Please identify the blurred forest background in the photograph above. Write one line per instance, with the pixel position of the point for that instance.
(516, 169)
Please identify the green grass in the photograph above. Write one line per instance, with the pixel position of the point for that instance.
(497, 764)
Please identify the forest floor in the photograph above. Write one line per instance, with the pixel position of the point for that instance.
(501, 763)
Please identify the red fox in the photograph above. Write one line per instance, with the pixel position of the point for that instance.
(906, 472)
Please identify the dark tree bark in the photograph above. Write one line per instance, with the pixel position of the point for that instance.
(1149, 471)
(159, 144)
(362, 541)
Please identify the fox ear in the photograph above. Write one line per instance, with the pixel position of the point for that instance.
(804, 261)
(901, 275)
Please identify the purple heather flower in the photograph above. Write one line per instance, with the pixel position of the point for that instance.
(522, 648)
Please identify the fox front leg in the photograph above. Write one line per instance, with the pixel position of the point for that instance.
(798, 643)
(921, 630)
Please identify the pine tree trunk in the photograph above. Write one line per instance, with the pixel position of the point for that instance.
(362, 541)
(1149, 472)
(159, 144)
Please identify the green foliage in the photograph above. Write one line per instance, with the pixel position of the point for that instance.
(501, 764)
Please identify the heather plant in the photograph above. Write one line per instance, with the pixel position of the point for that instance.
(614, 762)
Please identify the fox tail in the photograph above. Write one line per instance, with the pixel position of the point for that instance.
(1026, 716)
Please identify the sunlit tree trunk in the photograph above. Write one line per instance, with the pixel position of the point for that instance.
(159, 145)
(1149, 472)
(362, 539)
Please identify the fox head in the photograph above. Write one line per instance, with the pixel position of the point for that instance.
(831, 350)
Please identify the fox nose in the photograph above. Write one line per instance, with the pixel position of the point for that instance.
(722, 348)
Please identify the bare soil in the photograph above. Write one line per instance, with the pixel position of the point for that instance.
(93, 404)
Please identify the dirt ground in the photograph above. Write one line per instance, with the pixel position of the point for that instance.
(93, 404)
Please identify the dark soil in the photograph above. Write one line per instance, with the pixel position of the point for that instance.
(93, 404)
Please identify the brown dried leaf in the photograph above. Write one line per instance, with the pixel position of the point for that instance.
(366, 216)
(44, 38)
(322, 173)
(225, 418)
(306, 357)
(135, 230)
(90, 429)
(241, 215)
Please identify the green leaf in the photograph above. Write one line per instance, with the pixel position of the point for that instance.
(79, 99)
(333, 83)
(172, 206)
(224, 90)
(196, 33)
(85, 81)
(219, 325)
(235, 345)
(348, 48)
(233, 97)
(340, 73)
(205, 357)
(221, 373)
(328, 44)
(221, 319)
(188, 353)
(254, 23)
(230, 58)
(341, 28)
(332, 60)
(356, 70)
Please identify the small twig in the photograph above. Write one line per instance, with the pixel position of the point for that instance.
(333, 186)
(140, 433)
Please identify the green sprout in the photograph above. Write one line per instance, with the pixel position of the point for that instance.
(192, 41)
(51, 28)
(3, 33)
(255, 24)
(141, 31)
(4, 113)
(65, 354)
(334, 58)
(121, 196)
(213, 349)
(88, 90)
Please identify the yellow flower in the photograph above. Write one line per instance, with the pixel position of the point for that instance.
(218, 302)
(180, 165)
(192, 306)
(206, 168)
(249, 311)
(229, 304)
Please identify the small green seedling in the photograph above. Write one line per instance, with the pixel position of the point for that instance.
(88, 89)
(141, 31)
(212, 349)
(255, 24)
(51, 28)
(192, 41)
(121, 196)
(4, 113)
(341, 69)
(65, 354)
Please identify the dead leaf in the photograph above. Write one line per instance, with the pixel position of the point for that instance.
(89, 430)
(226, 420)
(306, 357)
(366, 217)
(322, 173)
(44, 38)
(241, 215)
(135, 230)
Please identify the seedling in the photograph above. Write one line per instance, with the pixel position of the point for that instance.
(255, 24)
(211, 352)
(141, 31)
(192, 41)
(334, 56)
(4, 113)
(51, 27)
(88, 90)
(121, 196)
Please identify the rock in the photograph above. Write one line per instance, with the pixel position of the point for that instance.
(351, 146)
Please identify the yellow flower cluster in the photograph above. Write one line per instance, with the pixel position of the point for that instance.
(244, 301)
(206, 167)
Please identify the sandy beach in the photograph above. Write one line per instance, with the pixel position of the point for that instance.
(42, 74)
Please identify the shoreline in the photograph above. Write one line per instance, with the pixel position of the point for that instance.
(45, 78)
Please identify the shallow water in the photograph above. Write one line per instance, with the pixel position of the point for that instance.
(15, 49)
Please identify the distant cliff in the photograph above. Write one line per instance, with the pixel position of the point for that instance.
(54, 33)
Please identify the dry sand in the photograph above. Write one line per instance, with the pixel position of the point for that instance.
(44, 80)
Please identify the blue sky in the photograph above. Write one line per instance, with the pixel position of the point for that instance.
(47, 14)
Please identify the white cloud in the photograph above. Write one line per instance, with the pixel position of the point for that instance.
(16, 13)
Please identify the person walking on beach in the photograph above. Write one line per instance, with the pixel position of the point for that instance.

——

### Exercise brief
Copy each entry exactly. Omit none.

### Solution to the problem
Please identify the blurred forest background in the photograph above. Write one line per instance, with the pixel position of the point for that instance.
(516, 169)
Please identify the green grass in the photograph above. Write one line per instance, with the pixel position of the point for that instance.
(497, 764)
Please identify the forest floor in the photograph above. Write one line per instance, with the pixel position of the point for that instance.
(501, 763)
Please identify the red fox in the photograph above. Write one line per instance, with the pixel position of the point for that instance.
(906, 472)
Please identify the dark tree bark in the photograph above. Write one line per instance, with the pixel position of the point for that instance.
(1149, 471)
(159, 144)
(362, 541)
Please identify the fox ear in the photograph above. Write one line per instance, with the pixel position of the point for that instance.
(804, 261)
(901, 275)
Please identify the purple heather flower in the photograph above. Write one line per instance, with the pixel position of the point for that instance.
(522, 648)
Please identify the fox front leg in the photograph above. Write one line per instance, with the pixel position of the point for that instance.
(798, 643)
(921, 630)
Please identify the pine tree trunk in the photograph above. Write one line per instance, with the pixel position of the point for that instance.
(362, 541)
(1149, 472)
(159, 144)
Please identify the green foliage in the photograph above. Write one line per instance, with the pixel position of the point for that instance.
(501, 764)
Please identify the heather plant in the photograph above. Write one line per instance, with the pixel position of the point for that instance.
(614, 762)
Please identify the fox tail in the photograph above. Write one line per instance, with the pixel position of the point for that instance.
(1026, 716)
Please identify the sunlit tree trunk in the photograph above. Write one line per instance, with the pixel position of the point for that instance.
(159, 145)
(1149, 472)
(362, 539)
Please identify the fox head in the photograph above. Write one line per instance, with the pixel position of the point for that instance.
(831, 350)
Please identify the fox nose in the photograph above. Write one line per instance, with the pixel position of the point for that instance.
(722, 348)
Please identify the bare soil in the photograph above. Write one line per instance, with the pixel position of the point for that instance.
(93, 404)
Please identify the dirt ground in the photograph above. Write one line per instance, with the pixel position of the point for that instance.
(93, 404)
Please identify the dark soil in the photograph above. Write one line per instance, with the pixel position of the point for that instance.
(93, 404)
Please identify the brown dried leaf in the photograph above. Write one line per instance, with the pixel position of the point for that instance.
(366, 216)
(44, 38)
(322, 173)
(225, 418)
(306, 357)
(135, 230)
(90, 429)
(241, 215)
Please identify the green leaf in the photograph above. Write one line per instance, with the pixel position of the point for that instance.
(79, 99)
(333, 83)
(172, 206)
(224, 90)
(196, 33)
(85, 81)
(219, 325)
(235, 345)
(348, 48)
(233, 97)
(340, 73)
(205, 357)
(221, 373)
(328, 44)
(221, 319)
(188, 353)
(254, 23)
(230, 58)
(341, 28)
(332, 60)
(356, 70)
Please identify the small twig in the photograph above. Write one line per instance, with the pixel position of the point for that instance.
(333, 186)
(140, 433)
Please identify the green sprout in the photograph above. Write one line per instance, with the pixel position of the point for that instance.
(192, 41)
(51, 28)
(3, 33)
(255, 24)
(141, 31)
(4, 113)
(65, 354)
(334, 58)
(121, 196)
(213, 349)
(88, 90)
Please identify the yellow flower in the photograph above. Write one line per instance, with the pixel position of the point for that instance.
(218, 302)
(180, 165)
(192, 306)
(206, 168)
(249, 311)
(229, 304)
Please identify the small green seedling in the photograph above. Write one line per instance, with the pixel position of the point for that instance.
(88, 89)
(141, 31)
(212, 349)
(255, 24)
(51, 28)
(192, 41)
(121, 196)
(4, 113)
(341, 69)
(65, 354)
Please identify the dead leaf in the photograph above. Write one line per instance, with the pixel position of the point for that instance.
(89, 430)
(226, 420)
(306, 357)
(366, 217)
(322, 173)
(44, 38)
(241, 215)
(135, 230)
Please identify the seedling in the photograph above. Write one line per instance, with the pixel position of the point for that instance.
(255, 24)
(211, 352)
(141, 31)
(192, 41)
(334, 56)
(4, 113)
(51, 27)
(88, 90)
(121, 196)
Please identify the rock in the photograph above. Write one line per instance, with the pixel position of the point for that instance.
(351, 146)
Please identify the yellow flower cluster in the photograph above. Write one line per instance, with the pixel position of the point for that instance.
(244, 301)
(206, 167)
Please identify the sandy beach in the photograph above. Write one line per instance, with the pixel position of the point for that instance.
(42, 74)
Please identify the shoreline in the photograph above. Write one line per instance, with the pixel position of the point for that instance.
(45, 78)
Please identify the shallow water in the photograph above. Write one line per instance, with the pixel position of the point for that instance.
(15, 49)
Please identify the distant cliff in the photograph above. Write one line per instance, with the pixel position of the point for that instance.
(54, 33)
Please identify the dry sand in the photograph above. Write one line per instance, with the pixel position of the point for that instance.
(44, 80)
Please identify the blue sky in the photograph above. Write one line per instance, with the pixel position of the point for that instance.
(47, 14)
Please identify the white cloud in the photograph above. Write one line per instance, with the pixel position of the point for that instance.
(16, 13)
Please identify the person walking on beach in the photograph above. Write one line per instance, with the pixel position of the point for that instance.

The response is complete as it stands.